→ Data to process
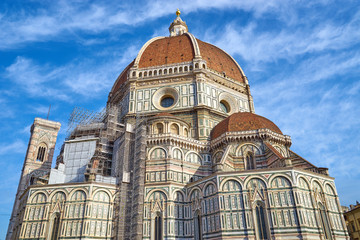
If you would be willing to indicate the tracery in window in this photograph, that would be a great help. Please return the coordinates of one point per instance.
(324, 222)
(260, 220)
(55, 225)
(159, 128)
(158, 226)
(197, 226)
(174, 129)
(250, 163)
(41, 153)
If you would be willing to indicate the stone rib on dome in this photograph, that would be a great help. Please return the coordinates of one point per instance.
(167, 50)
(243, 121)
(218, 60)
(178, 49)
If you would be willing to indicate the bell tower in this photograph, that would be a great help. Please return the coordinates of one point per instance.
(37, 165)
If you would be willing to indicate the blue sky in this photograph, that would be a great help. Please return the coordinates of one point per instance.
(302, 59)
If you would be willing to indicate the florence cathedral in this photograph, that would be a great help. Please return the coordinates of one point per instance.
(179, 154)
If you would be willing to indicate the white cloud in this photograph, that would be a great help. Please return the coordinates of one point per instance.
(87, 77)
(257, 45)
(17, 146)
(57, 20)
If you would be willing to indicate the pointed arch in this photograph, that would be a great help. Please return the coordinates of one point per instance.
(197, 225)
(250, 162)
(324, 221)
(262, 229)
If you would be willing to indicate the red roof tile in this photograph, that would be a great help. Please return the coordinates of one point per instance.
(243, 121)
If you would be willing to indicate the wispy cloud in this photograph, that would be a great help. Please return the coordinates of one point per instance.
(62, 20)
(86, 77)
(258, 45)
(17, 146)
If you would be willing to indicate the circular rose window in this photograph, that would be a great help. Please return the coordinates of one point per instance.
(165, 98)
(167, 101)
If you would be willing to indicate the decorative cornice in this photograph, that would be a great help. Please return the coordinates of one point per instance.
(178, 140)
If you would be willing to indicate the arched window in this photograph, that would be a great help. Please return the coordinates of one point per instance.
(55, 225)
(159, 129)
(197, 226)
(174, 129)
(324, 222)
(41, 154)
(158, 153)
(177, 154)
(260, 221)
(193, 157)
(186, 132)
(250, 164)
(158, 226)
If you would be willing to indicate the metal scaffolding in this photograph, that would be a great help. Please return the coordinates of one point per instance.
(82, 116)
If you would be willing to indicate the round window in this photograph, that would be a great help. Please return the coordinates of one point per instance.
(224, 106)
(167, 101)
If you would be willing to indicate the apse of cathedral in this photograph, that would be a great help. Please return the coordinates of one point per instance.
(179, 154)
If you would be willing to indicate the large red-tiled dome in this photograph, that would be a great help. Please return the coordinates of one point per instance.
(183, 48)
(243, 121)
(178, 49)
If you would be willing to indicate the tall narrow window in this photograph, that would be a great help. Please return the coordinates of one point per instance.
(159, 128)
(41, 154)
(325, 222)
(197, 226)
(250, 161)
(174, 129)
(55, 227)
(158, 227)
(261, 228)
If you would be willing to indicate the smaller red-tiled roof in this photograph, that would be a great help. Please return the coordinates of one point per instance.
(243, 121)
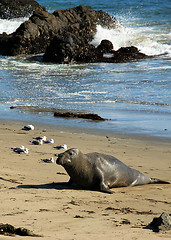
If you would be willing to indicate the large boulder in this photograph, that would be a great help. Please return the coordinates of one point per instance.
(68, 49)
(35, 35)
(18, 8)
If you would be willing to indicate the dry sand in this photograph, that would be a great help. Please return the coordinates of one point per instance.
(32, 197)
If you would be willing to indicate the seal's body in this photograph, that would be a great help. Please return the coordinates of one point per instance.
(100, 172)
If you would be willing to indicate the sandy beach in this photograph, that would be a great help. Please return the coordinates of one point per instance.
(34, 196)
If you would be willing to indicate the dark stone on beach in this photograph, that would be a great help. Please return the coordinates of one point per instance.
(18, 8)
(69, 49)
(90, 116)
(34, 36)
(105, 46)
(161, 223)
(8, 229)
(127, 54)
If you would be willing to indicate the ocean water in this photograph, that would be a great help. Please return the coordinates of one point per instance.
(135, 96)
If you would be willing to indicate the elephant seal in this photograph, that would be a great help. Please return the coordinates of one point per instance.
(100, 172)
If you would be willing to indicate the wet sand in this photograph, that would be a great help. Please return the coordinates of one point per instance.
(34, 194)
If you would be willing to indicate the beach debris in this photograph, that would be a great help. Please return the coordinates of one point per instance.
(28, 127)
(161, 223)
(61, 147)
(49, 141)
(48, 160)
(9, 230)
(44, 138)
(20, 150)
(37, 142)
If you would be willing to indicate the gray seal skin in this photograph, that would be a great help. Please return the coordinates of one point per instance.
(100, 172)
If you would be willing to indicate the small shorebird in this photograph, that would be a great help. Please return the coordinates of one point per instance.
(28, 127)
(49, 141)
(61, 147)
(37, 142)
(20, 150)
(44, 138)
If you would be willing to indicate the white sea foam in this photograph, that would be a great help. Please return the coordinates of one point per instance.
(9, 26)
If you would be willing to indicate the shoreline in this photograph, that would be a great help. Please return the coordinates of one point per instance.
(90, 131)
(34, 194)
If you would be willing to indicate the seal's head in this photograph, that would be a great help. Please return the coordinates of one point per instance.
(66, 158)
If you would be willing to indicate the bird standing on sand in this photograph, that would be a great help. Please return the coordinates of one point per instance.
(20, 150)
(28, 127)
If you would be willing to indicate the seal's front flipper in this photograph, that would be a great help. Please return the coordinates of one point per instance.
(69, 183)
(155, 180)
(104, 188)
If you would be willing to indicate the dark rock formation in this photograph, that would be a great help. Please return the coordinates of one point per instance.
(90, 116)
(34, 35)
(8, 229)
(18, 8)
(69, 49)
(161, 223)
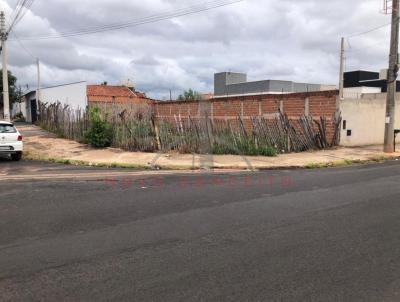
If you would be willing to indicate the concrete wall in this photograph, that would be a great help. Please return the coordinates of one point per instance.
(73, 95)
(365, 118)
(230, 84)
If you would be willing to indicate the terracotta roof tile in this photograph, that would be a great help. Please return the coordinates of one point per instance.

→ Do this
Can you copy out all of the data above word for word and leave out the pictures?

→ Exercise solution
If you would be willing to indicate the tracery in window in this photograph, that would be a great help. Please return the coordinates of one point per instance.
(324, 222)
(260, 220)
(55, 225)
(159, 128)
(158, 226)
(197, 226)
(174, 129)
(250, 163)
(41, 153)
If you would be willing to indicate the stone rib on dome in this photograph, that would be a great help. Please return the coordinates of one point per instance.
(167, 50)
(243, 121)
(218, 60)
(178, 49)
If you would be willing to indicate the bell tower in this photograph, that would be a great help. Please return the coordinates of one point per instance.
(37, 165)
If you would be willing to indicate the blue sky in this photograph, that would be a great help. Please return the coordinates of one point per instance.
(302, 59)
If you would be willing to indicate the florence cathedral in this photograph, that would be a great help. Please return the coordinates of one point per instance.
(179, 154)
If you would be willing to indicate the white cloud in this photograph, that would be a great help. Please return the coordinates of one point per instance.
(87, 77)
(257, 45)
(17, 146)
(57, 20)
If you would be willing to indicate the pointed arch in this photograph, that would be a great help. Please return the coordinates of one point per instance.
(197, 225)
(250, 162)
(324, 221)
(262, 229)
If you would be willing to indicate the red roof tile in this photograph, that would be a great help. Please return the coordinates of one point per instance.
(243, 121)
If you would be willing to indicate the wispy cloud in this photograph, that would be a great help. Please return the coordinates of one point per instance.
(62, 20)
(86, 77)
(258, 45)
(17, 146)
If you would be willing to indicate the circular rose window in this photograph, that would be a great help. Please return the coordinates of one point per instance.
(165, 98)
(167, 101)
If you would be willing to indicate the decorative cornice in this photograph, that would be a great help. Please return the coordinates of one point per instance.
(178, 140)
If you would be willing to indicate the arched window in this photograph, that would be a great help. Please return the coordinates of one point per instance.
(55, 225)
(159, 129)
(197, 226)
(174, 129)
(324, 222)
(41, 154)
(158, 153)
(177, 154)
(260, 221)
(193, 157)
(186, 132)
(250, 164)
(158, 226)
If you would be willing to indicate the metal scaffolding in this photograph, that would be a great help. Please return the coordinates of one point per instance.
(82, 116)
If you would be willing to indicate the round window in this photograph, that would be a great help. Please return the coordinates of one point per instance.
(224, 106)
(167, 101)
If you would be willing to indicate the apse of cathedral in this photograph, that would be a great help. Please return the coordinates of one point per instance.
(179, 154)
If you would be willing to indicate the large red-tiled dome in this photograph, that would be a great help. Please return the coordinates of one point per instance.
(183, 48)
(243, 121)
(178, 49)
If you would be willing to indicate the tall narrow window in this photograph, that would be a great help. Please return the coordinates of one point per instance.
(159, 128)
(41, 154)
(325, 222)
(197, 226)
(250, 161)
(174, 129)
(55, 227)
(158, 227)
(261, 228)
If you would be willing to indicate the smaller red-tiled roof in this photograph, that would be a great help. Please return the coordinates of one point per instance.
(243, 121)
If you would be willing to indicate the large boulder in this photograph, that would be a great help. Please return the coordinates of one point per instance.
(68, 49)
(35, 35)
(18, 8)
If you would be willing to indicate the dry sand in this photograph, that would be a great help. Please return the coordinates of one point per instance.
(32, 197)
If you would be willing to indicate the seal's body in this photograph, that would be a great help. Please return the coordinates of one point per instance.
(100, 172)
If you would be willing to indicate the sandy beach in this photograph, that would be a great help. Please return the coordinates of one point per instance.
(34, 196)
If you would be willing to indicate the dark stone on beach in this photograph, that would be a great help. Please return the coordinates of one point per instance.
(18, 8)
(69, 49)
(90, 116)
(34, 36)
(105, 46)
(161, 223)
(8, 229)
(127, 54)
If you would be willing to indicate the ocean water in this photograph, that would be a great help. Please return the coordinates of one point per instance.
(135, 96)
If you would be willing to indicate the elephant seal in this photograph, that would be a great help. Please return the coordinates of one point per instance.
(100, 172)
If you would be willing to indicate the wet sand in this photograph, that would be a great help. Please return the coordinates of one point per instance.
(34, 194)
If you would be willing to indicate the beach debris in this photograph, that would be a great help. Please return the coordinates of one point per instance.
(28, 127)
(161, 223)
(61, 147)
(49, 141)
(48, 160)
(9, 230)
(44, 138)
(20, 150)
(37, 142)
If you would be willing to indicate the gray seal skin in this photograph, that would be a great help. Please return the coordinates of one point per instance.
(100, 172)
If you would be willing to indicate the small shorebird in this photograph, that would be a great help. Please return the coordinates of one point per instance.
(28, 127)
(49, 141)
(61, 147)
(37, 142)
(20, 150)
(44, 138)
If you would be willing to indicate the white sea foam in this photograph, that would be a great help. Please return the coordinates of one point per instance.
(9, 26)
If you would be willing to indicate the shoreline in this photograph, that would be a great help. Please return the coordinates of one point per instance.
(90, 131)
(34, 194)
If you would be willing to indicate the seal's head in this photograph, that would be a great help. Please return the coordinates of one point per instance.
(66, 158)
If you would be willing to indicate the bird standing on sand in this photograph, that would be a great help. Please return the coordinates of one point per instance.
(20, 150)
(28, 127)
If you would be willing to indicate the seal's front flipper in this photograph, that would be a great help. Please return the coordinates of one point per instance.
(69, 183)
(155, 180)
(104, 188)
If you would be willing to indicate the dark rock formation in this photograph, that would be a great help. Please return the coordinates of one point per instance.
(90, 116)
(34, 35)
(8, 229)
(18, 8)
(69, 49)
(161, 223)
If you would be willing to indicate the concrete wall in this photograph, that would be a great help. Please return the coordinates of one point per instance.
(73, 95)
(365, 118)
(230, 84)
If you would be willing to indicate the terracotta roof tile in this photograph, that would be a great help. Please return the coordinates of one point per instance.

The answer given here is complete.